Written task =>
Return the records verbatim, from the beginning through the line containing "(1014, 116)", inclusive. Leave the pictures out of your answer.

━━━ Dataset entries ━━━

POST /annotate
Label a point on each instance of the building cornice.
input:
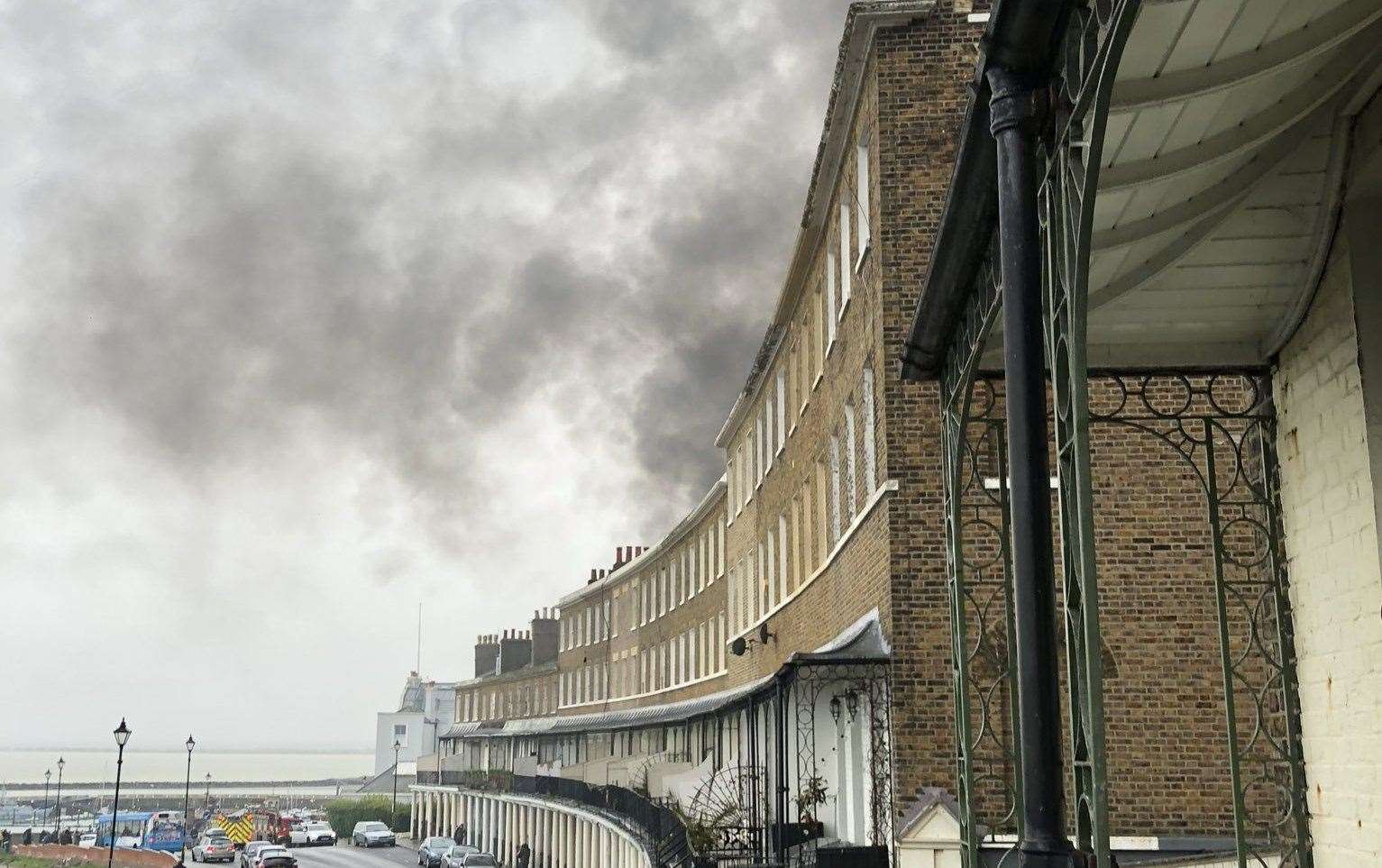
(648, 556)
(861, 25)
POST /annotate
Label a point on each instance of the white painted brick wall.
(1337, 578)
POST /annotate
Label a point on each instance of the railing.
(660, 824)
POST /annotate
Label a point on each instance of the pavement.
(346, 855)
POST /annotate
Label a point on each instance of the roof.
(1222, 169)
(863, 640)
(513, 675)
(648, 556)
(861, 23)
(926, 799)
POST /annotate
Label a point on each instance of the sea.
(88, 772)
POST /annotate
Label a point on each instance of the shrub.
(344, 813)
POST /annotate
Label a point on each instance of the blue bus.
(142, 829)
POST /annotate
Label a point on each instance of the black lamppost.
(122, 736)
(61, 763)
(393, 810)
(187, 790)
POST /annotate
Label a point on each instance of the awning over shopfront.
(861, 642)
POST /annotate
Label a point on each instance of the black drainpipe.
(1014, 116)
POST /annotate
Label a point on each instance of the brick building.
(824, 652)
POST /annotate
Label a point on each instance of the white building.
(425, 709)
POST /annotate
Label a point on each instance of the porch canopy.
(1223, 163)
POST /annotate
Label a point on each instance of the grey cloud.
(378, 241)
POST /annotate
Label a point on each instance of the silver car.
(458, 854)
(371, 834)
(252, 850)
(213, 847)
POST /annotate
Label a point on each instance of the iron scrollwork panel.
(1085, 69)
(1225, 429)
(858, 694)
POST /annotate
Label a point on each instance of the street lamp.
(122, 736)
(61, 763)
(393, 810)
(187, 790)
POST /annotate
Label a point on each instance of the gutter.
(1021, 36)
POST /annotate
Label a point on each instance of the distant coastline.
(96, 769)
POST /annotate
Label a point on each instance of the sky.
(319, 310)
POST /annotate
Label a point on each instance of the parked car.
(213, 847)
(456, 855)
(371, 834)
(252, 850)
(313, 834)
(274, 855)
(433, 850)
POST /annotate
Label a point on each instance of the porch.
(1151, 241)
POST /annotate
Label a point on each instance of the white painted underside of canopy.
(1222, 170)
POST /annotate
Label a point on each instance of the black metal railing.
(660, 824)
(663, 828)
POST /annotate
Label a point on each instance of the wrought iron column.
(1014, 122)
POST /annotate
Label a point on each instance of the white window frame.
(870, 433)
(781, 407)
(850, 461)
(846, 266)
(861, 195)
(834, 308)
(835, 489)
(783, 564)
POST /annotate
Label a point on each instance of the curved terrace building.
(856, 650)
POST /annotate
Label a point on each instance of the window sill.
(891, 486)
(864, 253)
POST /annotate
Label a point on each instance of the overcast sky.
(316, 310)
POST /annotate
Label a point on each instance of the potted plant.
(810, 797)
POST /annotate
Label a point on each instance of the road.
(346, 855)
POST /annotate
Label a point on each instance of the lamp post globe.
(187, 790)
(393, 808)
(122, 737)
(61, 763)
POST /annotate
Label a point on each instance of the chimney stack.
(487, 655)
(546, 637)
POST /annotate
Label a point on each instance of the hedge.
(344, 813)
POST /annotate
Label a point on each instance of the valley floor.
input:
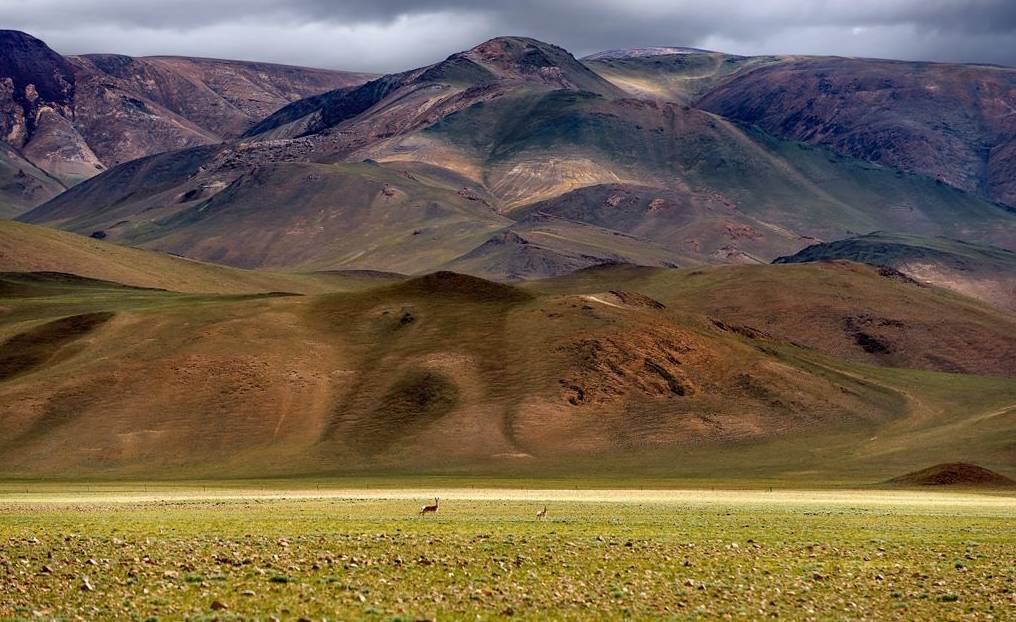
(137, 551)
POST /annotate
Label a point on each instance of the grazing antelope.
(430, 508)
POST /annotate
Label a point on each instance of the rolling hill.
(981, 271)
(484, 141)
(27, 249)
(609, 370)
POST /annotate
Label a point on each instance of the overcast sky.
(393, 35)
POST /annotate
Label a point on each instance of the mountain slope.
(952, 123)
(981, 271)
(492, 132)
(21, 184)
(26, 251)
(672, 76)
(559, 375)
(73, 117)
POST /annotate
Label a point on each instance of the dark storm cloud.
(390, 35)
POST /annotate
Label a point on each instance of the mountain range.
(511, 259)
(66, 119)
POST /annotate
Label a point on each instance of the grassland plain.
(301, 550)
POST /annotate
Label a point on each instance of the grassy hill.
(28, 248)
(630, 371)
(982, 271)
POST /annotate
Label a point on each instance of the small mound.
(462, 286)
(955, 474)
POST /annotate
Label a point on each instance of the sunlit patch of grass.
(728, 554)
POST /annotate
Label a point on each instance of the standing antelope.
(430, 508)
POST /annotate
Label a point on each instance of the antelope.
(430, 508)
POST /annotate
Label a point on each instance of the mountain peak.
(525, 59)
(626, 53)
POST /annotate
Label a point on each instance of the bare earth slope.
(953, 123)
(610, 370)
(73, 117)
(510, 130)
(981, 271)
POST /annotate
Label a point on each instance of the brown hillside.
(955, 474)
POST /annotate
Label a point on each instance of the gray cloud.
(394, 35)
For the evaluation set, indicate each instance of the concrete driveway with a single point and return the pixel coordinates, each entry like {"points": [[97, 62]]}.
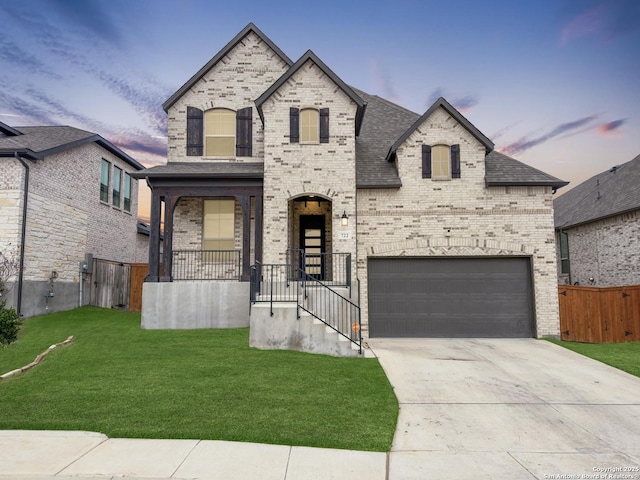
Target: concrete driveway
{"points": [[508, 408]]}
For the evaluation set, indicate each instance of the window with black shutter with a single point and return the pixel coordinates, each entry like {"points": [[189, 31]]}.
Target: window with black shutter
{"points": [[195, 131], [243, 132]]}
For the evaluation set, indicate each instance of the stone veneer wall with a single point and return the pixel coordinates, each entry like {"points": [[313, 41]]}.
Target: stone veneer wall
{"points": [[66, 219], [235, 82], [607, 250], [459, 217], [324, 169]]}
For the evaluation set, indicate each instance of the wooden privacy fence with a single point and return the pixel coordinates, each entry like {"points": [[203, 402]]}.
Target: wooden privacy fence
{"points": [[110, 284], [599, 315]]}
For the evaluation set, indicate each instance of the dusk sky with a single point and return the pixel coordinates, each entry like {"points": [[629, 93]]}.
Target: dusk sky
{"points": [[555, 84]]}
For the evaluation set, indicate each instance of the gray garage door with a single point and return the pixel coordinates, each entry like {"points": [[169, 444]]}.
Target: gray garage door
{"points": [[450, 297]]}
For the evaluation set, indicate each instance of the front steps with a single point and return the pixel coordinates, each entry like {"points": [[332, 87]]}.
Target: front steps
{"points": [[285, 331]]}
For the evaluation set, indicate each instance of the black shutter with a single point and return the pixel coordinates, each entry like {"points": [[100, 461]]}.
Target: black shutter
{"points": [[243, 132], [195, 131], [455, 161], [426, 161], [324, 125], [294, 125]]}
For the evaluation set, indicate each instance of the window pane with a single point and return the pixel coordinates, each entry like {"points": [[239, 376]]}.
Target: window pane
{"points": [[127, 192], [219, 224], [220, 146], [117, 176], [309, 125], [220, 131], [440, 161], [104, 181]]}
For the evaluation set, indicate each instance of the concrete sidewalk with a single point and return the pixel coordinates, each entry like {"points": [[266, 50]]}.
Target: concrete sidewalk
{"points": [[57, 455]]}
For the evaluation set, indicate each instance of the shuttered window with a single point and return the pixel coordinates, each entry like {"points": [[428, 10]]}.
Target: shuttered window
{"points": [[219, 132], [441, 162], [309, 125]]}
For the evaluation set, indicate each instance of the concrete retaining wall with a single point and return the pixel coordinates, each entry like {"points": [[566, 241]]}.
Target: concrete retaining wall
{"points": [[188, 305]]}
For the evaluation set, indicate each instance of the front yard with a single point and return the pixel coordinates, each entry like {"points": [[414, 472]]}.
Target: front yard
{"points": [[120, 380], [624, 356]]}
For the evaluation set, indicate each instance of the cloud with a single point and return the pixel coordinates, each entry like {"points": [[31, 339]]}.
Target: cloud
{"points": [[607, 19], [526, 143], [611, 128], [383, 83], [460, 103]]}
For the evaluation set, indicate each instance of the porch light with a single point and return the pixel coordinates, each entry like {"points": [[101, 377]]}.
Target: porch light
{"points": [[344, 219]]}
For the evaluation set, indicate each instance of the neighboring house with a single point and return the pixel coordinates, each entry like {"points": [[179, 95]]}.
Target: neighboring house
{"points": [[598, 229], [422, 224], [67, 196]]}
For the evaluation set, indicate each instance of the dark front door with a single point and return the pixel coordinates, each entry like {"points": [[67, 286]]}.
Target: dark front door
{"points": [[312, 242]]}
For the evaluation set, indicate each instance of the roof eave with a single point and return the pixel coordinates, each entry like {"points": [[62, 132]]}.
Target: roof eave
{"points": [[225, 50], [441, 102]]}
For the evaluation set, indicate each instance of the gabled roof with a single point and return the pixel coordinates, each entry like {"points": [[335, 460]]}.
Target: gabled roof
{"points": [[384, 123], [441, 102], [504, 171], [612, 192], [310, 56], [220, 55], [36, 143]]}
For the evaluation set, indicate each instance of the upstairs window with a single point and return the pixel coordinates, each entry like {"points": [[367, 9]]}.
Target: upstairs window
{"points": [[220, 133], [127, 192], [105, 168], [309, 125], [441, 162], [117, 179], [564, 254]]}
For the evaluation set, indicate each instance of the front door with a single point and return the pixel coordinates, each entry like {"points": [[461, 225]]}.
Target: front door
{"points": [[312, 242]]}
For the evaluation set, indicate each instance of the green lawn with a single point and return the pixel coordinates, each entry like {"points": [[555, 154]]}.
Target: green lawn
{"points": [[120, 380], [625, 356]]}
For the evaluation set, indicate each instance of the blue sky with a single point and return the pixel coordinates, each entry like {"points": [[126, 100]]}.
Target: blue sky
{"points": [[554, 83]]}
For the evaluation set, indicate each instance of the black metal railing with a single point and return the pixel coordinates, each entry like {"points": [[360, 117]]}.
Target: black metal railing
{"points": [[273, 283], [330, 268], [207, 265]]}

━━━

The output =>
POST /annotate
Label a point on each instance of the building cornice.
input:
(648, 556)
(861, 25)
POST /annotate
Label a point on each instance of the white painted brick wall.
(1337, 578)
POST /annotate
Label a point on each instance of the railing.
(660, 824)
POST /annotate
Label a point on each instance of the pavement.
(346, 855)
POST /annotate
Label a point on each instance of the roof.
(1222, 169)
(863, 640)
(513, 675)
(648, 556)
(861, 23)
(926, 799)
POST /annotate
Label a point on each instance of the sea.
(88, 772)
POST /annotate
Label a point on each instance of the shrub.
(344, 813)
POST /annotate
Label a point on each instance of the blue bus.
(142, 829)
POST /annotate
Label a point on each instance of the black lamppost.
(122, 736)
(61, 763)
(393, 810)
(187, 790)
POST /annotate
Label a point on each instance of the awning over shopfront.
(861, 642)
POST /annotate
Label a point on each instance of the black drainpipe.
(1014, 116)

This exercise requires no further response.